Data to examine |
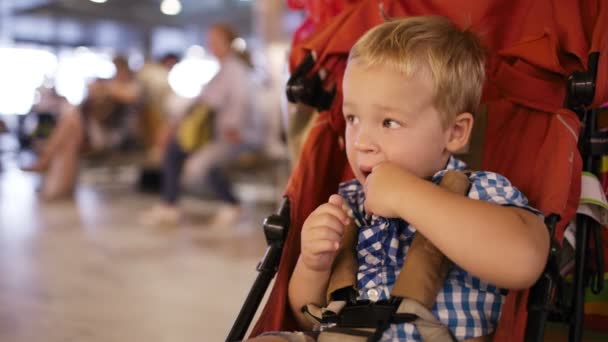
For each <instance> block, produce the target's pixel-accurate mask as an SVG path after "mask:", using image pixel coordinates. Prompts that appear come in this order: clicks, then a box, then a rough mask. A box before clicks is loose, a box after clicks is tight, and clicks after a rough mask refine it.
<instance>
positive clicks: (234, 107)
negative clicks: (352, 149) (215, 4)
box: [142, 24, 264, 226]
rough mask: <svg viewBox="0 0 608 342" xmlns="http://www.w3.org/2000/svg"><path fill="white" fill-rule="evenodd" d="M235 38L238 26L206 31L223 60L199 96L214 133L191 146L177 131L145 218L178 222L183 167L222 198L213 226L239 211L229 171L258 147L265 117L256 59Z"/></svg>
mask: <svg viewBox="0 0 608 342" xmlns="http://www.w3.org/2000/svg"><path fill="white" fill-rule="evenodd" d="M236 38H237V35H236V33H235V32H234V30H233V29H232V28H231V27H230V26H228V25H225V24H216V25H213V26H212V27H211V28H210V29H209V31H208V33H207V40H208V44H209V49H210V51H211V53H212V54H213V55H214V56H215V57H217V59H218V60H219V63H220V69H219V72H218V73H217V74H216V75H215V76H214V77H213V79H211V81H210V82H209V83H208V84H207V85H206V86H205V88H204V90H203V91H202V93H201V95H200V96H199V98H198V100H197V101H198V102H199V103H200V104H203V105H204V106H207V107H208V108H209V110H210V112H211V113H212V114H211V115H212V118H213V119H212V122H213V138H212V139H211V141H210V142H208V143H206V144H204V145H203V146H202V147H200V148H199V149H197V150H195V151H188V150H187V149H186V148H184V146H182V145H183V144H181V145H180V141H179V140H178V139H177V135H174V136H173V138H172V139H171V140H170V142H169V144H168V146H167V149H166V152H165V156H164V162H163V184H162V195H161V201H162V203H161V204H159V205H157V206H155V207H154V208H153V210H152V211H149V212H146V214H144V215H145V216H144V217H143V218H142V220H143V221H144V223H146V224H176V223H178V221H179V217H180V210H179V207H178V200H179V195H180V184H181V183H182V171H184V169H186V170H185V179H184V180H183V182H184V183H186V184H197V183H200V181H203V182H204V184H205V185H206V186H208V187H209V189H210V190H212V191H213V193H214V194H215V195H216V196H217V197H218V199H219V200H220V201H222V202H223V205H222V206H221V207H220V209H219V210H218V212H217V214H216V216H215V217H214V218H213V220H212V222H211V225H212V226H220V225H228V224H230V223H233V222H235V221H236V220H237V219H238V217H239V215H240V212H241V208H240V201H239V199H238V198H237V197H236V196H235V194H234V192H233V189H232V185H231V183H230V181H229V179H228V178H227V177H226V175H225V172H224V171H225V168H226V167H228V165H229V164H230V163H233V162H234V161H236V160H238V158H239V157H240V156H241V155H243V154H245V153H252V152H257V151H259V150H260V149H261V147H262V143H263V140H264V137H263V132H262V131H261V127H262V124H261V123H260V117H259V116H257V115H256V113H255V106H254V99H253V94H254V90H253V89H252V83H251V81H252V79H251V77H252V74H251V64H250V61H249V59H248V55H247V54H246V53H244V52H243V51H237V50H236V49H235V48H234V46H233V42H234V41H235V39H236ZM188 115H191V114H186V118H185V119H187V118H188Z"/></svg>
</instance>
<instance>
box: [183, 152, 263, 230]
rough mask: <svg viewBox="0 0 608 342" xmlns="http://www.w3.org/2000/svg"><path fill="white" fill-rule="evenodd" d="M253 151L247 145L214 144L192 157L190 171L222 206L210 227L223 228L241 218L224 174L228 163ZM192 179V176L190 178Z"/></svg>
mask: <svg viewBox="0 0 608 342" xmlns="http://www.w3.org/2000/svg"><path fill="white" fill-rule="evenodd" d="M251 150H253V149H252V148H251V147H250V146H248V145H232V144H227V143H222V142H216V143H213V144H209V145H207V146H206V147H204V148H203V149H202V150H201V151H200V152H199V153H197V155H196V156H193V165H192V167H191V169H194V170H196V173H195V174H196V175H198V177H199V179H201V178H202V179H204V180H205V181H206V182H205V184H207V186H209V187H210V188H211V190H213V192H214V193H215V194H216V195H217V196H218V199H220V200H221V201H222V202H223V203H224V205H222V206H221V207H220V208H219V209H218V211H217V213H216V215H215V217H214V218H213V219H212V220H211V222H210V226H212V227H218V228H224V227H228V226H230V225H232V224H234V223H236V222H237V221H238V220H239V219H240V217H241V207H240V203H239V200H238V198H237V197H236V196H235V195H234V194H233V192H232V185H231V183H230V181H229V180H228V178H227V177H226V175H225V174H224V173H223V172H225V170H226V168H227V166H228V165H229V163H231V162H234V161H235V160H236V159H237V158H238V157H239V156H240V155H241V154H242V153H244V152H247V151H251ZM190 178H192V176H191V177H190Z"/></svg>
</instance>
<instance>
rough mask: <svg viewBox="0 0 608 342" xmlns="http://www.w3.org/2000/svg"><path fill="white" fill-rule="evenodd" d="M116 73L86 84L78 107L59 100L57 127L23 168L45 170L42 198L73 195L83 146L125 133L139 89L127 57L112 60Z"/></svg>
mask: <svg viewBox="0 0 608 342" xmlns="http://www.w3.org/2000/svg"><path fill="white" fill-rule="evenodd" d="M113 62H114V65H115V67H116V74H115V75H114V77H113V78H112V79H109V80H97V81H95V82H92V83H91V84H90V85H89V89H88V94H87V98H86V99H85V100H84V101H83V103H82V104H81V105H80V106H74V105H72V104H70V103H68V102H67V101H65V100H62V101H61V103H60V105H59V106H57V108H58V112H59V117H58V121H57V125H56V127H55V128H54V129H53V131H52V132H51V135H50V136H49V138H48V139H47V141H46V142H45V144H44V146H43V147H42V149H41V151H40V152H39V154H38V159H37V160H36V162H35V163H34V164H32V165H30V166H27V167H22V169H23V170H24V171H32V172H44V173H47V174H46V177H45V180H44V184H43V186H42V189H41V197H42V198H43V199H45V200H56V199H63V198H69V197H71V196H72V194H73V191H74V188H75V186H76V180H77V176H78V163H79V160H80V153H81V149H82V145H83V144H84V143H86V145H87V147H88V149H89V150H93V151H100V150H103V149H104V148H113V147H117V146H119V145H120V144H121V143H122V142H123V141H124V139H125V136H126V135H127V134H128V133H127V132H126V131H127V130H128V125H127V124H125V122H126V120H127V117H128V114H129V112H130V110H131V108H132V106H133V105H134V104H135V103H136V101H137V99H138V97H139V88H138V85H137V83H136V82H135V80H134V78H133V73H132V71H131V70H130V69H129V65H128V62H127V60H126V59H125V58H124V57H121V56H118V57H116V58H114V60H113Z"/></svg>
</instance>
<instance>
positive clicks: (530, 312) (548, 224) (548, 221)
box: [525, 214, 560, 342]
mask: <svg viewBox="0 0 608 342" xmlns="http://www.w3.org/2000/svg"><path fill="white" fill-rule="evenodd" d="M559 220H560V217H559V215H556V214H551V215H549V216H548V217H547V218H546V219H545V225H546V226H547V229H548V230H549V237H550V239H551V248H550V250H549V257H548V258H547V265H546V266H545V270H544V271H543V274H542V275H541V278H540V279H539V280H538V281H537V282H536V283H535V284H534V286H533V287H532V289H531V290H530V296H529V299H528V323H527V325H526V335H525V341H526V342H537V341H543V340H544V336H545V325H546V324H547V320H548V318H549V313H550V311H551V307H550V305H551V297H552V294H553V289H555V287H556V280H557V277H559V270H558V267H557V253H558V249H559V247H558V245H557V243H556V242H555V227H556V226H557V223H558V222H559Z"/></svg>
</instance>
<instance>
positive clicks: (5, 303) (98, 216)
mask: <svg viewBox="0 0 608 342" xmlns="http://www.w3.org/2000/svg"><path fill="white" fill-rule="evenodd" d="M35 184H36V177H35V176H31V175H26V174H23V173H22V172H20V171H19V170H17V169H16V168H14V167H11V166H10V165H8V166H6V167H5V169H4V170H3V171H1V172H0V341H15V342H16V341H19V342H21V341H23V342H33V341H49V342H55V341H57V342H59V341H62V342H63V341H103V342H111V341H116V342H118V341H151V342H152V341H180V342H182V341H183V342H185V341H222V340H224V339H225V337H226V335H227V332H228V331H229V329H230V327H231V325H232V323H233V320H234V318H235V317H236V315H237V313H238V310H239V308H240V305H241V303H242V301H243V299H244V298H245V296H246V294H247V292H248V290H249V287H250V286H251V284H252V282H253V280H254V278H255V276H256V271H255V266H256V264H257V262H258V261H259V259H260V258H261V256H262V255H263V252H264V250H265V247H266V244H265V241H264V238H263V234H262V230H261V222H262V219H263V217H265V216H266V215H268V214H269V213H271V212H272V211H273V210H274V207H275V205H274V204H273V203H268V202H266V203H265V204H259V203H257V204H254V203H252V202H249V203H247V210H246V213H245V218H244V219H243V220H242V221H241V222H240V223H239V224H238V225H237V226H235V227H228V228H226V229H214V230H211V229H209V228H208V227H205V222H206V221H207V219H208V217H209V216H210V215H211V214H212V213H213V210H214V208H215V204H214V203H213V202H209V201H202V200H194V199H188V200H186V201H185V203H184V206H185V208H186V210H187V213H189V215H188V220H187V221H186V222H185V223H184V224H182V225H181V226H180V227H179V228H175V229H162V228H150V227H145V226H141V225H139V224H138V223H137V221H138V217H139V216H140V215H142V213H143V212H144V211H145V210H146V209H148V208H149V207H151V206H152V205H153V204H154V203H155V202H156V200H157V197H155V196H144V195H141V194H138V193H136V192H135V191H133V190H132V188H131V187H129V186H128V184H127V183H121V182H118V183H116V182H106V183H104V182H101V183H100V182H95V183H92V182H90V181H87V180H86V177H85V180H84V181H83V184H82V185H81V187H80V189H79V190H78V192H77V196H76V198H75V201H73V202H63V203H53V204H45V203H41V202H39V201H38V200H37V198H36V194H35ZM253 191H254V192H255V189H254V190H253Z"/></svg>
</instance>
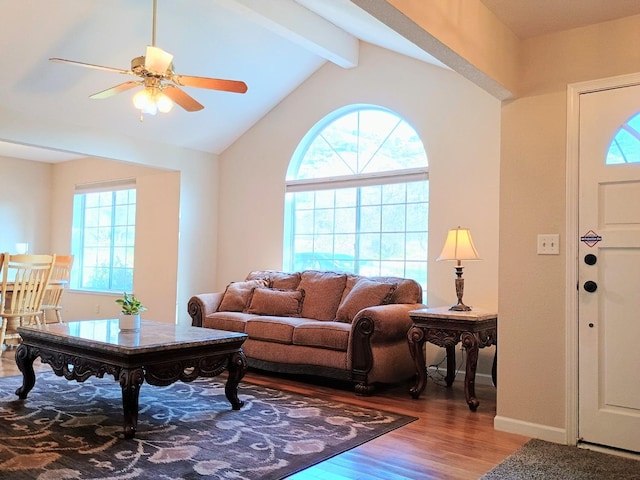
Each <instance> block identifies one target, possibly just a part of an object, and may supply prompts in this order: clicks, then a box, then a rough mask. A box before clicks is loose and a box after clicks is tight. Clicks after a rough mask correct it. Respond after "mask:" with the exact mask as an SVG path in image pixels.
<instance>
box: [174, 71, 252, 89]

Work order | Read through the entries and copy every line that includes "before".

Expected output |
For each <instance> block, produce the target's pixel-accurate mask as an SVG path after "mask:", using image pixel coordinates. Prompts that appear come in this order: clicks, then a box, then a rough mask. A box before clicks is loose, a box after clicks is tight, and clicks after a rough mask refine it.
Each <instance> block identifies one target, possibly just a part of an object, and may supply prompts in this order: clicks, then a box, then a rough mask. A box before clicks is loose and a box after clicks is tight. Clicks after a rough mask correct it. Respond after "mask:" with the exact mask as an SVG path in image pixels.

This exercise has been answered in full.